## Text excerpt:
----

And you've already violated rule #1: You must trust your resolver.  In
general this implies running your own DNSsec-aware recursive resolver on
your client (or on some other trusted host).  It does mean that, in
general, you should not blindly trust the DNS servers provided by DHCP.

In my experience you fix this by running your own local caching name
server on your laptop.  That service can go off to the DNS server
provided by DHCP, or it can go out to the servers on the net.  Part of
the design of DNSsec is that it can be proxied.

> This may be a shortcoming of implementation, but if so, that doesn't
> make it any less relevant, because neither your OS name caching
> daemon, nor the upstream caching server are doing "the right thing"
> and the world is a *long* way off from having all the dumb Linksys
> routers upgraded to the point of DNS security being effectively
> universally deployed.

I'm not sure what you mean by "your OS name caching daemon ... are [not]
doing the right thing"?

> These are yet another two possible solutions to the problem - 
>
> Don't use caching DNS servers; every client must query the TLD
> directly and do all its own resolving.  Or, globally adopt a new
> standard where the caching DNS server gives your client not only the
> response you requested, but the entire signed chain...  But these
> solutions very definitely do not exist as globally universally
> standard deployed solutions today.

----

## Dataset records:
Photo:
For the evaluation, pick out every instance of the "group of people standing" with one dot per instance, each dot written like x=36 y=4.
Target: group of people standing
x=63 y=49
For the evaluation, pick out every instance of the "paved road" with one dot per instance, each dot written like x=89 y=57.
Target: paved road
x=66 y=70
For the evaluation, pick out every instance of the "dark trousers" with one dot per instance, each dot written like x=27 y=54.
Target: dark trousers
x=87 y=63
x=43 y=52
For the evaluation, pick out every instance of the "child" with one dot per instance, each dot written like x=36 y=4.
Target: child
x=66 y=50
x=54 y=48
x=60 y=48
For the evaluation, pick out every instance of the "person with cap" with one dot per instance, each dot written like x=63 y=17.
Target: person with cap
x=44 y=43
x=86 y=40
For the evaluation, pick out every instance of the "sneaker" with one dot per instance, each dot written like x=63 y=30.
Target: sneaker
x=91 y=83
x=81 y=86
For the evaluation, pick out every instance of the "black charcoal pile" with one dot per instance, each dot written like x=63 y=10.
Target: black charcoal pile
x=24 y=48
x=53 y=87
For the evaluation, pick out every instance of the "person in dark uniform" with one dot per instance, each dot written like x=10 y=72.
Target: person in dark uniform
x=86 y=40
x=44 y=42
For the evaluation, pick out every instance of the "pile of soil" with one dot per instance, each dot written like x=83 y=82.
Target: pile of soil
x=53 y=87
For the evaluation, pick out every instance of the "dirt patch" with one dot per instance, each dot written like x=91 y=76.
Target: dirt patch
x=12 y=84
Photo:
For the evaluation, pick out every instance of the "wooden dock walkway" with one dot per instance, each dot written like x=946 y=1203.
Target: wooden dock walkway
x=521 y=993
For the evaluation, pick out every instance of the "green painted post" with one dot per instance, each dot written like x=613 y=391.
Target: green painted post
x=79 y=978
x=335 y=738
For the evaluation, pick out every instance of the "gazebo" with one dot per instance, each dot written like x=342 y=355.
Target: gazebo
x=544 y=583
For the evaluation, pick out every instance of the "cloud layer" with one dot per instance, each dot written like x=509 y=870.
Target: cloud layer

----

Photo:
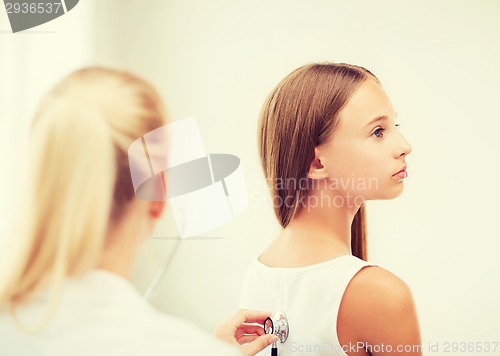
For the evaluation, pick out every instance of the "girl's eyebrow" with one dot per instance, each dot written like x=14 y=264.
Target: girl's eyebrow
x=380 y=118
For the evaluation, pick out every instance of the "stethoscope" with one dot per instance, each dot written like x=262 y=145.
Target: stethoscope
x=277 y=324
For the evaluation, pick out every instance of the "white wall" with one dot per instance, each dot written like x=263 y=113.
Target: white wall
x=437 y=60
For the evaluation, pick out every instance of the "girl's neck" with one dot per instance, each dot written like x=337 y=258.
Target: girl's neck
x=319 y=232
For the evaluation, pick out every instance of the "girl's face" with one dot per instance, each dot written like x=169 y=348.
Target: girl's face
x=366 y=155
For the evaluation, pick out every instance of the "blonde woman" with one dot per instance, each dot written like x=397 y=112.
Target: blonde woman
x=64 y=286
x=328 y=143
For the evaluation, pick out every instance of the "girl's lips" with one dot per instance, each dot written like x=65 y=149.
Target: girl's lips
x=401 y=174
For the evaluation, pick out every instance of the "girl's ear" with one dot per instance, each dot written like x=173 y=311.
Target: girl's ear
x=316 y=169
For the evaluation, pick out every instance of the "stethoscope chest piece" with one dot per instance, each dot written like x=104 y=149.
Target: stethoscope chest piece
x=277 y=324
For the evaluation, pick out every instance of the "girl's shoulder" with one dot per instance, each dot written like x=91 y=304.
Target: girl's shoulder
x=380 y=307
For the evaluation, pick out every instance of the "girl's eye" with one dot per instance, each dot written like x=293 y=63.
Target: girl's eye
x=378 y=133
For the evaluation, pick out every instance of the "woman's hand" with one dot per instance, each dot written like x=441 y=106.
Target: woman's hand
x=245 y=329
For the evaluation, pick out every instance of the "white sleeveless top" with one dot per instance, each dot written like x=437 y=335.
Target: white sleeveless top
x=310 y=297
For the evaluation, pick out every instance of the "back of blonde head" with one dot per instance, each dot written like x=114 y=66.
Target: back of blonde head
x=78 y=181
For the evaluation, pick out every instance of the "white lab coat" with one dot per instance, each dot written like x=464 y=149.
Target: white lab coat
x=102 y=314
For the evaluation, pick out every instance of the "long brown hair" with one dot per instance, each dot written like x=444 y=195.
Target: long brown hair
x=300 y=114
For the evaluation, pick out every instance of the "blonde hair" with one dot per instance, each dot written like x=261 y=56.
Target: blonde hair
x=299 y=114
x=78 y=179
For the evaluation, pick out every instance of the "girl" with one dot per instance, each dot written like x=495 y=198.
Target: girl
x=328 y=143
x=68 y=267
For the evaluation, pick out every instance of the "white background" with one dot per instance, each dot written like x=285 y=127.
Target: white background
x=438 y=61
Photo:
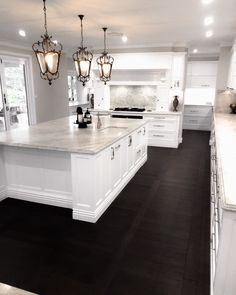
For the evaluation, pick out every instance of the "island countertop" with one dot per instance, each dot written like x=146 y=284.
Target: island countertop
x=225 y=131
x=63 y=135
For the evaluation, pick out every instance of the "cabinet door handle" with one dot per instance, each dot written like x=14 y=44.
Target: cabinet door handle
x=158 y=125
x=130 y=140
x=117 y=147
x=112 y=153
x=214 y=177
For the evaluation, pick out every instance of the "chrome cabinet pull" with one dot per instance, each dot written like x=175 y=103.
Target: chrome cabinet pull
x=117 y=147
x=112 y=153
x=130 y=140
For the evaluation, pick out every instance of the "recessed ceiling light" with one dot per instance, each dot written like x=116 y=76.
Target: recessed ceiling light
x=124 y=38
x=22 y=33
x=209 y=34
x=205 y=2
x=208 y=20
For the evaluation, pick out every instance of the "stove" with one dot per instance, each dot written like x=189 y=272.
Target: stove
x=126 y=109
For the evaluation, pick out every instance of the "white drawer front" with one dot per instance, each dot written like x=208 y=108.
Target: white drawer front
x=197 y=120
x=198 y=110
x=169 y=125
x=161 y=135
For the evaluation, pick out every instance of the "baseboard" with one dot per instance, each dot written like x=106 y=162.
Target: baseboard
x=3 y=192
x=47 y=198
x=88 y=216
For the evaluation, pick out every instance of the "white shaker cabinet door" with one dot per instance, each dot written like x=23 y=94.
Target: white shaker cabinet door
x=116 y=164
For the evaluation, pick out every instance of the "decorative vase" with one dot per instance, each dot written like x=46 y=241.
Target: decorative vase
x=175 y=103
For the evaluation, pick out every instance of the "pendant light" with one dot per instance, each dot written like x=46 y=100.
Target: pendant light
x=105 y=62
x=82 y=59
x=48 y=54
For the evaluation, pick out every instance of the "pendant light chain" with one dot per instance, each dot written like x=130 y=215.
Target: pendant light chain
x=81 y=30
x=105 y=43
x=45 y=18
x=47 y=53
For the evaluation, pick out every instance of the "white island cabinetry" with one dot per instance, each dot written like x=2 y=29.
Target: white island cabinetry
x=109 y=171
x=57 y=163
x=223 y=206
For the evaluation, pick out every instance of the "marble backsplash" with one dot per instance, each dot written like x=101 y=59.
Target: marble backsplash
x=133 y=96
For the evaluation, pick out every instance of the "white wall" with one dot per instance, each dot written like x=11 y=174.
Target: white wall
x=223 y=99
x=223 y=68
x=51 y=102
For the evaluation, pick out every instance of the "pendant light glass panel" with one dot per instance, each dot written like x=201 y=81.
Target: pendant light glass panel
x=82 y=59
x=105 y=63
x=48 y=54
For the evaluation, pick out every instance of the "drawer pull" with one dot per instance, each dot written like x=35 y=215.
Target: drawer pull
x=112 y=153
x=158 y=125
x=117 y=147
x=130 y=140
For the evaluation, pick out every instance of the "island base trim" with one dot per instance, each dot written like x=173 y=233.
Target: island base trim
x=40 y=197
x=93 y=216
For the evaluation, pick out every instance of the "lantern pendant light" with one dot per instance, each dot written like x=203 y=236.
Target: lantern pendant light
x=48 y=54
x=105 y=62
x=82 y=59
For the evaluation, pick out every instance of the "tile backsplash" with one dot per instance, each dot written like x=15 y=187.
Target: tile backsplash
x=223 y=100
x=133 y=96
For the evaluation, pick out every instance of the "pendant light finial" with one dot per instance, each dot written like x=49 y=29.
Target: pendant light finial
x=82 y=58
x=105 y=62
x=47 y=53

----

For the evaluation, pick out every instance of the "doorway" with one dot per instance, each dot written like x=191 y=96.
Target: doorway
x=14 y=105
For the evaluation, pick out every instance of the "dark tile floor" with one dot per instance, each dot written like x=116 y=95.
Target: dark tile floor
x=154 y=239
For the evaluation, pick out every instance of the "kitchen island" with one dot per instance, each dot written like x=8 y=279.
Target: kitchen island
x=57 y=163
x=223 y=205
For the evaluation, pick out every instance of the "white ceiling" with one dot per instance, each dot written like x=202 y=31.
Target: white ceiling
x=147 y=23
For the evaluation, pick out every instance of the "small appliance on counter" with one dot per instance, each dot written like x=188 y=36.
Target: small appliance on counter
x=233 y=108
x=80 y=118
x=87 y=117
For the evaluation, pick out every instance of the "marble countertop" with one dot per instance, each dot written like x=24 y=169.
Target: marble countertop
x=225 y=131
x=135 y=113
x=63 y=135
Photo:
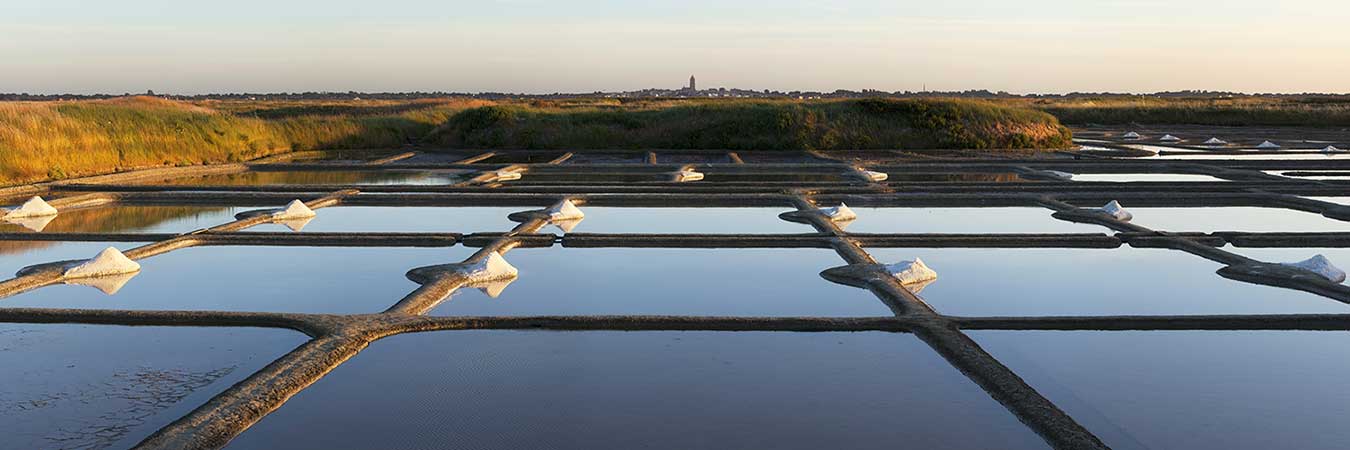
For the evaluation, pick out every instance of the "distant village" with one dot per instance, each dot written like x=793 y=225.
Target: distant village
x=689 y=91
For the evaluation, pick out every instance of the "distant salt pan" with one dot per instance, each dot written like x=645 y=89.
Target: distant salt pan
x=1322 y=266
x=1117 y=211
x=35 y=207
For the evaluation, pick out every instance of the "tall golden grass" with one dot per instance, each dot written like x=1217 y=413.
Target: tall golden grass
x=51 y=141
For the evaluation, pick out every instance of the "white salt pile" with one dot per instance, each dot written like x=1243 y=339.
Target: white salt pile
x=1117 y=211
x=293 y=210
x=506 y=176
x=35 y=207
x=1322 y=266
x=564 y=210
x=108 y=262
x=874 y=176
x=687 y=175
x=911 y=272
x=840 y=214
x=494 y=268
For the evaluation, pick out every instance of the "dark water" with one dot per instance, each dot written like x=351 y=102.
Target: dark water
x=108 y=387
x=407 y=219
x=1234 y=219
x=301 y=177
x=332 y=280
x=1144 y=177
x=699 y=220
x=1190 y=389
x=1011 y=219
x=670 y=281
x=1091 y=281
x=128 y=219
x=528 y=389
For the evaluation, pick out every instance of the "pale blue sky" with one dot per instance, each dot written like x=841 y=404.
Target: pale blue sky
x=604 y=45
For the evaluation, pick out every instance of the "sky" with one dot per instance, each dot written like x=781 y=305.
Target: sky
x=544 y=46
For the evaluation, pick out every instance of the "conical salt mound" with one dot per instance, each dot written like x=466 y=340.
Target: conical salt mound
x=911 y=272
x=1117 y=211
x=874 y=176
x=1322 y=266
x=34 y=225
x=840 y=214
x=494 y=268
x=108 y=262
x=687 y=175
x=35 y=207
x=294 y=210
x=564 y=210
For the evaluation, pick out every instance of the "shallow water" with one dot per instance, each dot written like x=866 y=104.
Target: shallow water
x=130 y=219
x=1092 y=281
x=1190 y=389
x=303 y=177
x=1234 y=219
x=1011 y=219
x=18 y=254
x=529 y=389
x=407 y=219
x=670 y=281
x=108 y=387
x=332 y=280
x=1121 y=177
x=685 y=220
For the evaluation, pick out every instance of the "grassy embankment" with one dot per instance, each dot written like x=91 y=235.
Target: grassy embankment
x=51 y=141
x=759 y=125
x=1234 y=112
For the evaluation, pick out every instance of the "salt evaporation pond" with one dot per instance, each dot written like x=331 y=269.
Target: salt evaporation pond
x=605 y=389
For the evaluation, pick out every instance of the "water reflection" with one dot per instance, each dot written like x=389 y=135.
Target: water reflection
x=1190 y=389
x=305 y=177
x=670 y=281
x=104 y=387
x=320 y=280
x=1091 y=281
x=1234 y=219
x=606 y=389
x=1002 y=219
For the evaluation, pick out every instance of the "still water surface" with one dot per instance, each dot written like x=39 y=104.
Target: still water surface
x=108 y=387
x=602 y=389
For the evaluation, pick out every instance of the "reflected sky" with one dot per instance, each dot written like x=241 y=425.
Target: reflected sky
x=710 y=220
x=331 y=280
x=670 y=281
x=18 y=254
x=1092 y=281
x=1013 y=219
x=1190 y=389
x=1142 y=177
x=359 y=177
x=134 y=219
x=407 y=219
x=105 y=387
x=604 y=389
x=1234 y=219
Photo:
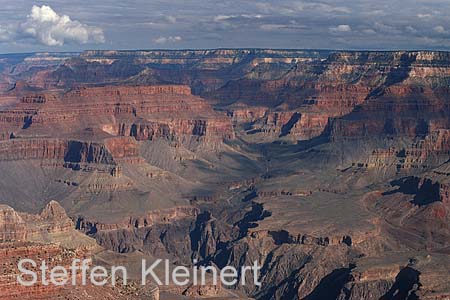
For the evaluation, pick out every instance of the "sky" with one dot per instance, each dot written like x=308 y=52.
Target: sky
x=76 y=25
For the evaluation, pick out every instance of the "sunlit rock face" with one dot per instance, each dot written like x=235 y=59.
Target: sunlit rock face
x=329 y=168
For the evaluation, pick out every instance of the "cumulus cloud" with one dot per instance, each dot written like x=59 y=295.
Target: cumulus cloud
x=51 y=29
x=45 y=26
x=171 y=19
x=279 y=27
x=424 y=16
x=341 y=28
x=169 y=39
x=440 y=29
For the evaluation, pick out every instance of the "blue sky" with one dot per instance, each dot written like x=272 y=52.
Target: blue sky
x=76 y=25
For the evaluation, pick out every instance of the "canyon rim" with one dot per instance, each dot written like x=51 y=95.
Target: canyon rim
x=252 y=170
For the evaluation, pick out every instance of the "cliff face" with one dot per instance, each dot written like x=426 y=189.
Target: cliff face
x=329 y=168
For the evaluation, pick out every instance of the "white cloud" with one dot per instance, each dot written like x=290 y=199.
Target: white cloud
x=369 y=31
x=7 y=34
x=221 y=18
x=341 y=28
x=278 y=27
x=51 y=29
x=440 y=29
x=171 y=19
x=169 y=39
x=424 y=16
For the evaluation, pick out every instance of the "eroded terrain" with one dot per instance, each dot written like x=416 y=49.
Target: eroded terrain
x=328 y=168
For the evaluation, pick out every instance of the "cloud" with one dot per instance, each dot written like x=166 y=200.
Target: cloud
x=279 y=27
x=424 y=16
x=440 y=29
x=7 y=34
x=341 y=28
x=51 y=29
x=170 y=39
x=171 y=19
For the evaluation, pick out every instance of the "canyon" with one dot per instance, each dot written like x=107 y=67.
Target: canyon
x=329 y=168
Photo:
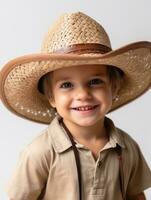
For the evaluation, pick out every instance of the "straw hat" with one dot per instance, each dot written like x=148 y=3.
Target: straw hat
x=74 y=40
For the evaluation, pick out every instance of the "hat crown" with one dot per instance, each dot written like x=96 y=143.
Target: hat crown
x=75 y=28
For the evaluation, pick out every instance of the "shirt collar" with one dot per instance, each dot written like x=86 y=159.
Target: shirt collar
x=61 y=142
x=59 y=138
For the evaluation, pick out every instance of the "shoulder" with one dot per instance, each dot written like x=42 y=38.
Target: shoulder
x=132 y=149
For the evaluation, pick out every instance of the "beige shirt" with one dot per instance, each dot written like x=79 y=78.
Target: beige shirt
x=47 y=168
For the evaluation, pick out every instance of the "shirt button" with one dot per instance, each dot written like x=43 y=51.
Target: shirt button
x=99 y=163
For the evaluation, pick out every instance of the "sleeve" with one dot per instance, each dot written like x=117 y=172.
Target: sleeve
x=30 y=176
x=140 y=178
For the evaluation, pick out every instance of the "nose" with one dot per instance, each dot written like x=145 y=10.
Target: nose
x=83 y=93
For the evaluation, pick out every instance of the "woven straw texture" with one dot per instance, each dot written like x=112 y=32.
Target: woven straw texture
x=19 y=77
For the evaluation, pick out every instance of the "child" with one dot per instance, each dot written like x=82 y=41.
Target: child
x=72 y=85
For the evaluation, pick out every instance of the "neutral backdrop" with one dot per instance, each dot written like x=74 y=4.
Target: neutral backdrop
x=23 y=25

----

## Stated exercise 1:
Reproduce the passage of the DNSsec message starting with "In my experience" and going on through "can be proxied.".
## Stated exercise 2:
Gather every line of the records that contains the string "beige", and treat case as significant.

## Response 1:
In my experience you fix this by running your own local caching name
server on your laptop.  That service can go off to the DNS server
provided by DHCP, or it can go out to the servers on the net.  Part of
the design of DNSsec is that it can be proxied.

## Response 2:
For the evaluation, pick out every instance of the "beige shirt" with one dot per instance, each dot written like x=79 y=78.
Target: beige shirt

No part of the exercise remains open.